=== PAGE EXTRACT ===
--- Begin ---
You are viewing a plain text version of this content. The canonical link for it is here.
Posted to dev@spark.apache.org by Hyukjin Kwon <gu...@gmail.com> on 2020/02/05 00:46:23 UTC

Re: More publicly documenting the options under spark.sql.*

FYI, PR was open at https://github.com/apache/spark/pull/27459. Thanks
Nicholas.
Hope guys find some time to take a look.

2020년 1월 28일 (화) 오전 8:15, Nicholas Chammas <ni...@gmail.com>님이
작성:

> I am! Thanks for the reference.
>
> On Thu, Jan 16, 2020 at 9:53 PM Hyukjin Kwon <gu...@gmail.com> wrote:
>
>> Nicholas, are you interested in taking a stab at this? You could refer
>> https://github.com/apache/spark/commit/60472dbfd97acfd6c4420a13f9b32bc9d84219f3
>>
>> 2020년 1월 17일 (금) 오전 8:48, Takeshi Yamamuro <li...@gmail.com>님이 작성:
>>
>>> The idea looks nice. I think web documents always help end users.
>>>
>>> Bests,
>>> Takeshi
>>>
>>> On Fri, Jan 17, 2020 at 4:04 AM Shixiong(Ryan) Zhu <
>>> shixiong@databricks.com> wrote:
>>>
>>>> "spark.sql("set -v")" returns a Dataset that has all non-internal SQL
>>>> configurations. Should be pretty easy to automatically generate a SQL
>>>> configuration page.
>>>>
>>>> Best Regards,
>>>> Ryan
>>>>
>>>>
>>>> On Wed, Jan 15, 2020 at 5:47 AM Hyukjin Kwon <gu...@gmail.com>
>>>> wrote:
>>>>
>>>>> I think automatically creating a configuration page isn't a bad idea
>>>>> because I think we deprecate and remove configurations which are not
>>>>> created via .internal() in SQLConf anyway.
>>>>>
>>>>> I already tried this automatic generation from the codes at SQL
>>>>> built-in functions and I'm pretty sure we can do the similar thing for
>>>>> configurations as well.
--- End ---
=== INSTRUCTION ===
Quote the mailing-list thread on documenting spark.sql.* options between "Posted to dev@spark.apache.org" and "for the reference.", inclusive. Rely only on the mailing-list thread above.

=== STORED DATA ===
--- Begin ---
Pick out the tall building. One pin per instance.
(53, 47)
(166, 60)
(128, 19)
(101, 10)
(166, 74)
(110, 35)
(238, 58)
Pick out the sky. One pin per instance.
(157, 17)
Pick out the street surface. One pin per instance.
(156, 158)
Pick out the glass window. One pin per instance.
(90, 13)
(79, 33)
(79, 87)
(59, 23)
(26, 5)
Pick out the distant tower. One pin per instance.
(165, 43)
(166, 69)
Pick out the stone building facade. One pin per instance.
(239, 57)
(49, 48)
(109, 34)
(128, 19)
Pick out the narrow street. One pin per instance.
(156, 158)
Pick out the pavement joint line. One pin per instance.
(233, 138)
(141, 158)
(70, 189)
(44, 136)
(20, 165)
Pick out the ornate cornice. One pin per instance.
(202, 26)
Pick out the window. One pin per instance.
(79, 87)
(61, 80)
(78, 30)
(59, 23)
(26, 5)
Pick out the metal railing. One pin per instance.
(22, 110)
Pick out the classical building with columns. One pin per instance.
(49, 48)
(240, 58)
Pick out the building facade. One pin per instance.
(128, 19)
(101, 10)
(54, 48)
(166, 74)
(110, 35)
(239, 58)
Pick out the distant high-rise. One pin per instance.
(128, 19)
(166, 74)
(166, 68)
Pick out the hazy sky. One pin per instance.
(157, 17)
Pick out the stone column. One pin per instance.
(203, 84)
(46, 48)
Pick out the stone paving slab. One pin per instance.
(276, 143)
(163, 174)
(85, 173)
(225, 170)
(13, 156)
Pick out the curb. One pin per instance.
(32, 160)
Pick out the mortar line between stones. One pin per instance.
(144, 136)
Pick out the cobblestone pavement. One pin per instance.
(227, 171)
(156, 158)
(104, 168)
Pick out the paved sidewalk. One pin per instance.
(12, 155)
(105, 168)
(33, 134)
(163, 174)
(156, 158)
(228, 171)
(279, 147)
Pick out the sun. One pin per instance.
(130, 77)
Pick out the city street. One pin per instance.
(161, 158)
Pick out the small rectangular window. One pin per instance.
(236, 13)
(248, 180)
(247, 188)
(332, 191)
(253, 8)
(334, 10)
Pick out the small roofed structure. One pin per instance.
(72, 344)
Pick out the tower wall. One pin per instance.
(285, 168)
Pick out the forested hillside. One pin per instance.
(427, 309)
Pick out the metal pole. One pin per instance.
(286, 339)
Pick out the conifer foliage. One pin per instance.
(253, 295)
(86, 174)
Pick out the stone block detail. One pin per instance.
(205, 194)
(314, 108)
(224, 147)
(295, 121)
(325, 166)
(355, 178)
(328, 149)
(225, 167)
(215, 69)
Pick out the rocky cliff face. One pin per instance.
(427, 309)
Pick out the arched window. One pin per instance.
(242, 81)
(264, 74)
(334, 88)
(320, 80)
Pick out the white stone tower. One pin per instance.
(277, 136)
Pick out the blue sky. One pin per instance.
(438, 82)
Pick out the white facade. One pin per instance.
--- End ---
=== ANSWER ===
Posted to dev@spark.apache.org by Hyukjin Kwon <gu...@gmail.com> on 2020/02/05 00:46:23 UTC

Re: More publicly documenting the options under spark.sql.*

FYI, PR was open at https://github.com/apache/spark/pull/27459. Thanks
Nicholas.
Hope guys find some time to take a look.

2020년 1월 28일 (화) 오전 8:15, Nicholas Chammas <ni...@gmail.com>님이
작성:

> I am! Thanks for the reference.